- TASKS -
1. From the Grexit text, extract the stretch from "Balance Sheet Issues" through "cushion the blow.".
2. According to the Grexit text, how large were Greek private external liabilities at year-end 2014, based on International Monetary Fund data?
3. The Grexit text names a technical and logistical challenge of converting several things from euros into drachmas. List all of them.

- TEXT SHOWN -
----------

The current government in Greece does not instill much confidence in its ability to handle the technical challenges of Grexit. Indeed, Grexit would be disruptive even under the most competent and experienced of administrations. To achieve the best possible outcome to leaving the euro area,  the Greek government will need to overcome three critical challenges. First is the technical and logistical challenge of converting contracts, payrolls, bank deposits, loans, and securities from euros into drachmas and introducing new paper currency in drachmas. Second is the challenge of dealing with potential bankruptcies of Greek banks and corporations that have borrowed in foreign markets. Third is the policy challenge of maintaining the hard-won fiscal balance and communicating that commitment successfully to the public and to financial markets to avoid a massive jump in inflation. If these challenges are overcome at least moderately successfully, the Greek economy could begin to grow within six months and accelerate strongly over the next two or three years. The question remains whether this or any government can overcome these challenges.

Drachma Logistics

The first step would be to enact legislation to convert all financial assets and liabilities and all commercial contracts and wage agreements issued under Greek law from euros to drachmas at par (one for one). Banks would need to close for at least a couple days, possibly more, to reprogram their systems. Legislation would also specify the introduction of drachma notes and coins at the earliest possible time, perhaps within six months.

The drachma would be allowed to float against the euro as soon as the banks reopen. It would surely depreciate, probably by a lot at first and with considerable volatility before settling down. It is impossible to predict how much the drachma would depreciate; in Iceland's experience,  the financial and debt crisis of 2008 caused an initial depreciation of nearly 40 percent that has since stabilized at around 25 percent in real (price-adjusted) terms. The euro notes and coins currently circulating in Greece would increase in value. During the months before drachma notes and coins are introduced, euro notes and coins would be used for small purchases, with merchants accepting them at the market-determined premium.

Government debt held by Greek financial institutions would be converted to drachmas at par. These institutions would be required to accept new government debt for principal and interest payments coming due. The government would declare a moratorium on principal and interest payments on the rest of its debt, including the debt of the Bank of Greece to the European Central Bank. Negotiations would begin on a restructuring of this nonconverted debt.

Balance Sheet Issues

The challenge that is least amenable to policy response, competent or otherwise, is the risk that banks and corporations that have borrowed in foreign markets would be unable to repay their debts. This is a risk for domestically oriented companies whose revenues would be converted to drachmas while their foreign debts remained fixed in euros. According to data from the International Monetary Fund (IMF) for year-end 2014, Greek private external liabilities were $156 billion, or 64 percent of GDP. This is considerably less than Greek private external assets of $229 billion, but the problem is that many of the borrowers may not have external assets to cushion the blow.

The government would be forced to recapitalize any systemically important bank with an excess of foreign liabilities over foreign claims. Given that the government has essentially no usable foreign assets, it would have to give the bank drachma bonds, which would worsen pressure on the exchange rate as the bank sought to convert its drachma to service its euro debt.1 Other private institutions with external debt might be forced into bankruptcy, which has severe costs for the economy.

----------

- DATA -

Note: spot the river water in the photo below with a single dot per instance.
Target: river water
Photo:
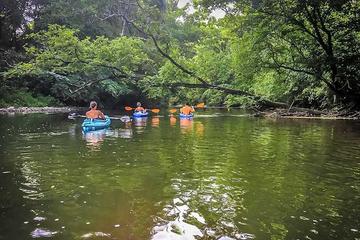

----------

- ANSWERS TO THE EXERCISE -
1.
Balance Sheet Issues

The challenge that is least amenable to policy response, competent or otherwise, is the risk that banks and corporations that have borrowed in foreign markets would be unable to repay their debts. This is a risk for domestically oriented companies whose revenues would be converted to drachmas while their foreign debts remained fixed in euros. According to data from the International Monetary Fund (IMF) for year-end 2014, Greek private external liabilities were $156 billion, or 64 percent of GDP. This is considerably less than Greek private external assets of $229 billion, but the problem is that many of the borrowers may not have external assets to cushion the blow.

2. They were $156 billion, or 64 percent of GDP.

3.
contracts
payrolls
bank deposits
loans
securities